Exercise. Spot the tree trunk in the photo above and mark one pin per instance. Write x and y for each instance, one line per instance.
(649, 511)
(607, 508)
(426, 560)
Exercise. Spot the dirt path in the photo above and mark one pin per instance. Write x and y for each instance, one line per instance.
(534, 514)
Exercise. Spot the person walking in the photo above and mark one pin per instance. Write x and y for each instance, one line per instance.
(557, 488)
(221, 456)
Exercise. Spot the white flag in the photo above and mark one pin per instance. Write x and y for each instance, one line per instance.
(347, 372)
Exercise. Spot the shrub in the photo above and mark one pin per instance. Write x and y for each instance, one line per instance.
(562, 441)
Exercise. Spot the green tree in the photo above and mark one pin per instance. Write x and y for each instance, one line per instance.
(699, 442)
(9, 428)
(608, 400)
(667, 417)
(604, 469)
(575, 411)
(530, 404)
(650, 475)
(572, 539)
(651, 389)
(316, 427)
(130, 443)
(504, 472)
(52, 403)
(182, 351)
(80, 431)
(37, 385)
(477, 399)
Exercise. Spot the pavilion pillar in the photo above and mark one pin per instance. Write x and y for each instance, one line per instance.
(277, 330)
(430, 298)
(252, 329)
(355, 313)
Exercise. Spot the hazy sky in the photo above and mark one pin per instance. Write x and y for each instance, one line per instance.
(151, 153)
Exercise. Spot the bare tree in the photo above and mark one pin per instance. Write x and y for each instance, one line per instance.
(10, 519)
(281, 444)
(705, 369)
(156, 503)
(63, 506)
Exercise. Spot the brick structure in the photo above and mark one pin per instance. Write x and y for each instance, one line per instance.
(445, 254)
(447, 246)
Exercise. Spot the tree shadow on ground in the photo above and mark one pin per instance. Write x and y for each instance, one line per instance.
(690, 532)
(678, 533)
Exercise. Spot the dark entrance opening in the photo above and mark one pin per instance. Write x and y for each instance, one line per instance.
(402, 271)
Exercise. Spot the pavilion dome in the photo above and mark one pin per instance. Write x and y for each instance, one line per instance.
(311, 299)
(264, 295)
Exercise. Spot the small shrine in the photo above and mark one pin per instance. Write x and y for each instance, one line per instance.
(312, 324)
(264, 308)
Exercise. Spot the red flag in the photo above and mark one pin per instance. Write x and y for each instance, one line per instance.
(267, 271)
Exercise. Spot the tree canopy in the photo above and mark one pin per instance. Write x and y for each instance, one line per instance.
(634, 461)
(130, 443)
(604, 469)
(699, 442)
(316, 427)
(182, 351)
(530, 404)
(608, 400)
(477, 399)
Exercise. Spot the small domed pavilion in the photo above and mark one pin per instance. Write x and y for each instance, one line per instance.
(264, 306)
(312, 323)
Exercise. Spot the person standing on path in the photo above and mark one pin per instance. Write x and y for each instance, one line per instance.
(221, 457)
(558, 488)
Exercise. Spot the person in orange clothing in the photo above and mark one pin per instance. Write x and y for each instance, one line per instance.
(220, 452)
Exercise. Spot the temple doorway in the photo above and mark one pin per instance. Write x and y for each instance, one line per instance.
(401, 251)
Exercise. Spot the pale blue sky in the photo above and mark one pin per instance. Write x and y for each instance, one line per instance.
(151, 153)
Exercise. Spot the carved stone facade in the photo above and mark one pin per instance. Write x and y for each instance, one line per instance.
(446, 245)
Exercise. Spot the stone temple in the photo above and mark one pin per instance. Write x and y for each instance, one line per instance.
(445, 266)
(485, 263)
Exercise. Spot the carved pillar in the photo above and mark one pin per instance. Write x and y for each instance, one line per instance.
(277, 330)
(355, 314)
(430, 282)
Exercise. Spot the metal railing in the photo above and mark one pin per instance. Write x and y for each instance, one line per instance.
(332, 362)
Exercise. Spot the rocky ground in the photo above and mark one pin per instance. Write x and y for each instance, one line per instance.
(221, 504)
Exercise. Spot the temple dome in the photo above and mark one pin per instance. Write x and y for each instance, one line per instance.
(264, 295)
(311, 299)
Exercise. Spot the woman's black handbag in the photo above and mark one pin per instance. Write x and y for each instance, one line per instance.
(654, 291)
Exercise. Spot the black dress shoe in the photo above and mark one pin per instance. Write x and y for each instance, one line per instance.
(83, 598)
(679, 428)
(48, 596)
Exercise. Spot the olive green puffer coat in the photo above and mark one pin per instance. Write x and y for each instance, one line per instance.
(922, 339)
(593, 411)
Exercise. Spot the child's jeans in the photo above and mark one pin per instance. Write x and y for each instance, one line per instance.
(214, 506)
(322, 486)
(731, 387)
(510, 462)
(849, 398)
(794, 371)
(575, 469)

▶ _WHAT IS REQUIRED_
In full and without any edits, output the material above.

▶ _ANSWER TO THIS TASK_
Exercise. Spot the tree trunk in the photo above and mark one pin per instance. Write x and y for each instance, one line per instance.
(649, 511)
(607, 508)
(426, 560)
Exercise. Spot the dirt path in the photo above and mark one pin per instance. Write x and y for each instance, one line per instance.
(534, 514)
Exercise. Spot the person walking in the photo above and mark one pin per instance. Write x and y for each instance, one line per instance.
(557, 488)
(221, 456)
Exercise. Spot the white flag in the photo above and mark one pin per instance. Write x and y for each instance, one line per instance.
(347, 372)
Exercise. Spot the shrub in the photo above and mark one pin per instance. Write x and y for each instance, one line per instance.
(562, 441)
Exercise. Spot the green tree in the photo above and mark one pin per instance. Write x and y for each instance, one line per instance.
(699, 442)
(9, 428)
(608, 400)
(667, 417)
(604, 469)
(575, 411)
(530, 404)
(650, 475)
(572, 539)
(651, 389)
(316, 427)
(130, 443)
(504, 472)
(52, 403)
(182, 351)
(80, 431)
(37, 385)
(477, 399)
Exercise. Spot the pavilion pillar in the photo above and mark one pin per instance. Write x and y for each instance, one line per instance.
(277, 330)
(430, 298)
(252, 329)
(355, 313)
Exercise. Spot the hazy sky in the photo above and mark one pin per instance. Write x and y for each instance, one line per instance.
(151, 153)
Exercise. Spot the bare tree in the photo above and mark one pin per instance. Write x and y for each instance, one line per instance.
(10, 519)
(281, 444)
(705, 369)
(156, 503)
(63, 506)
Exercise. Spot the brick structure in the photo above and mark one pin per instance. Write x and y for each instance, one line per instance.
(445, 254)
(447, 246)
Exercise. Spot the tree shadow on ground in the photo above and mark one pin per instance. Write x and y for each instance, one line per instance.
(690, 532)
(678, 533)
Exercise. Spot the dark entrance opening in the photo above and mark one pin per instance. Write x and y for each instance, one line per instance.
(402, 271)
Exercise. Spot the pavilion dome in the photo above and mark one pin per instance. Write x and y for each instance, one line per instance.
(311, 299)
(264, 295)
Exercise. Spot the small shrine in the photo above and mark one pin per instance. Write x and y for each instance, one line per instance.
(312, 324)
(264, 308)
Exercise. Spot the red flag in the photo above and mark one pin per instance. Write x and y for each instance, one line per instance.
(267, 271)
Exercise. Spot the tree canopy in the photo above and mark one pin per instance. Write x and y for each instance, one line per instance.
(634, 461)
(130, 443)
(604, 469)
(699, 442)
(316, 427)
(182, 351)
(530, 404)
(608, 400)
(477, 399)
Exercise. Spot the small domed pavilion in the photo above and mark one pin per instance. Write x and y for each instance, one line per instance.
(264, 306)
(312, 323)
Exercise. Spot the person standing on path in the photo above and mark one pin per instance. Write x and y for each instance, one line per instance.
(221, 457)
(558, 488)
Exercise. Spot the person in orange clothing in the photo above and mark one pin per instance. Write x and y for each instance, one line per instance.
(220, 452)
Exercise. Spot the temple doorway in the photo above and mark one pin per instance. Write x and y for each instance, one line per instance.
(401, 251)
Exercise. Spot the pale blue sky in the photo above and mark one pin per instance. Write x and y for each instance, one line per instance.
(151, 153)
Exercise. Spot the carved stone facade in the photo above and mark one pin per instance. Write x and y for each instance, one line per instance.
(446, 245)
Exercise. Spot the stone temple in the photo above and mark one pin per instance. Write x and y for each instance, one line per instance.
(445, 266)
(485, 263)
Exercise. Spot the carved pillar in the photo above and mark one pin per instance. Write x and y for each instance, one line per instance.
(277, 330)
(355, 314)
(430, 282)
Exercise. Spot the metal railing in the photo above and mark one pin per instance. Write x and y for each instance, one line per instance.
(332, 362)
Exercise. Spot the rocky ground in the photo above and mark one pin per instance. Write x and y for each instance, one line per instance.
(221, 504)
Exercise. Spot the temple dome in the photo above and mark one pin per instance. Write x and y for each instance, one line per instance.
(264, 295)
(311, 299)
Exercise. Spot the woman's black handbag in the photo above and mark one pin per instance. Write x and y for each instance, one line per instance.
(654, 291)
Exercise. Spot the black dress shoe in the photo above and mark one pin per instance. Write x and y for each instance, one line per instance.
(83, 598)
(679, 428)
(48, 596)
Exercise. Spot the olive green puffer coat in the photo above and mark one pin per instance. Write x and y for each instance, one line per instance.
(922, 339)
(593, 411)
Exercise. Spot the child's jeans in the photo above and mark one pin per instance. Write x and y for each instance, one line per instance.
(214, 506)
(322, 486)
(731, 387)
(510, 462)
(849, 398)
(794, 371)
(575, 469)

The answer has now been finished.